Records to use:

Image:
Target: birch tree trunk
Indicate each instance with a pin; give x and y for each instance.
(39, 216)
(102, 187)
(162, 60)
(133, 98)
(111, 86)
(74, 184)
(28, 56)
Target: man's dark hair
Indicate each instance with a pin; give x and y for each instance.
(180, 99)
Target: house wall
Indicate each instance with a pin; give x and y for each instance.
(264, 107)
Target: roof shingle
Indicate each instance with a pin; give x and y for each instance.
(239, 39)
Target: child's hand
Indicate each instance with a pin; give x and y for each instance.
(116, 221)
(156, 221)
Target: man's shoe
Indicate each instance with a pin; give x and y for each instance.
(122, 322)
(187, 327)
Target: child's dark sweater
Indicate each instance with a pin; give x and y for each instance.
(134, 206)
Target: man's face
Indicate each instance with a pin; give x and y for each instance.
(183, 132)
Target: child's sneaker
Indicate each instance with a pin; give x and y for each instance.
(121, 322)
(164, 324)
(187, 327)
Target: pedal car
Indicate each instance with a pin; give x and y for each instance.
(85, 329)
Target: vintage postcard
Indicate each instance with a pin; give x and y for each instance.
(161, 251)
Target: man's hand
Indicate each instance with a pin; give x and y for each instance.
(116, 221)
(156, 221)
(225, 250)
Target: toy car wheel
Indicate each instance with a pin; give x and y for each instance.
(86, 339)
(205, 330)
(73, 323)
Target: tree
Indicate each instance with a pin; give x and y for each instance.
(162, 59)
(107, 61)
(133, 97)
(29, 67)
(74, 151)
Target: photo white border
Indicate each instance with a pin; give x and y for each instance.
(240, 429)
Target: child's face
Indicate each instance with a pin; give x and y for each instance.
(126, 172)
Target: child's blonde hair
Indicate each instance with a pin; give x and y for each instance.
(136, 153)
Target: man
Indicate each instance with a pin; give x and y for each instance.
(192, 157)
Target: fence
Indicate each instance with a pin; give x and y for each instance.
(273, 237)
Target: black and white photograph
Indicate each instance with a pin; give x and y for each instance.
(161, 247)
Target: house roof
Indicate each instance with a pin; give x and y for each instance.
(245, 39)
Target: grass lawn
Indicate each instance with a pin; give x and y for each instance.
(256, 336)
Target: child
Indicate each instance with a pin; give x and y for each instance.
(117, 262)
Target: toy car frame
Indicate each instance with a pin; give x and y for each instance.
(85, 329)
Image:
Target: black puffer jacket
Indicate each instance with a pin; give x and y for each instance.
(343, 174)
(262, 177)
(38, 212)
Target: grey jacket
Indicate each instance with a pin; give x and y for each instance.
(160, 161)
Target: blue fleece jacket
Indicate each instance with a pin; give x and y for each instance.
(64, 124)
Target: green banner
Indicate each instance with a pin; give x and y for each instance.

Task to complete: Extract every row above and reproduce each line verbatim, in its original order.

Output:
Image:
Target: birch tree trunk
Indicate each instance with a pin; give x and y for each instance.
(39, 216)
(102, 187)
(162, 60)
(133, 98)
(111, 86)
(74, 184)
(28, 56)
Target: man's dark hair
Indicate each instance with a pin; give x and y for each instance.
(180, 99)
Target: house wall
Indicate each instance with a pin; give x and y for each instance.
(264, 107)
Target: roof shingle
Indicate each instance with a pin; give x and y for each instance.
(239, 39)
Target: child's hand
Indicate each instance with a pin; give x and y for each instance.
(116, 221)
(156, 221)
Target: man's shoe
Indicate each instance with a pin; give x and y for each instance.
(122, 322)
(187, 327)
Target: child's dark sweater
Indicate each instance with a pin; give x and y for each instance.
(134, 206)
Target: man's face
Indicate each instance with a pin; give x and y for each instance.
(183, 132)
Target: child's sneaker
Indicate each instance with a pin; give x and y for each instance.
(121, 322)
(164, 324)
(187, 327)
Target: pedal car
Indicate each instance with a pin; give x and y for each instance.
(85, 329)
Target: vintage postcard
Indicate each instance with a pin; give x and y for each instance.
(161, 251)
Target: man's hand
Indicate each instance with a pin; give x and y for each instance.
(116, 221)
(156, 221)
(225, 250)
Target: toy car wheel
Indicate each instance with a pin; give x and y for each instance.
(86, 339)
(205, 330)
(73, 323)
Target: tree
Indicate each instance with a pin; give x and y for each instance.
(162, 59)
(107, 61)
(133, 97)
(29, 67)
(74, 151)
Target: photo white border
Indicate each instance with a pin; give x and y for each instance.
(240, 429)
Target: child's face
Indicate each instance with a pin; give x and y for each instance.
(126, 172)
Target: child's blonde hair
Indicate each instance with a pin; give x and y for each instance.
(136, 153)
Target: man
Indicate each instance with a pin; give x and y for each instance.
(192, 157)
Target: fence
Indicate each instance with a pin; give x and y for each instance.
(273, 237)
Target: black and white photograph
Indicate each instance with a pin; give x and y for each instance.
(161, 247)
Target: house roof
Indicate each instance with a pin; give x and y for each instance.
(245, 39)
Target: grass lawn
Indicate each instance with a pin; give x and y for each instance.
(256, 336)
Target: child
Indicate each instance with a pin; give x and y for each instance.
(117, 262)
Target: toy car frame
Indicate each instance with a pin; give x and y for each instance.
(85, 329)
Image:
Target: black puffer jacket
Indicate each instance with a pin; give x and y for each instance.
(343, 174)
(262, 177)
(38, 212)
Target: grey jacket
Indicate each instance with a pin; give x and y for each instance.
(160, 161)
Target: blue fleece jacket
Indicate each instance with a pin; give x and y for each instance.
(64, 124)
Target: green banner
Indicate each instance with a pin; give x and y for each instance.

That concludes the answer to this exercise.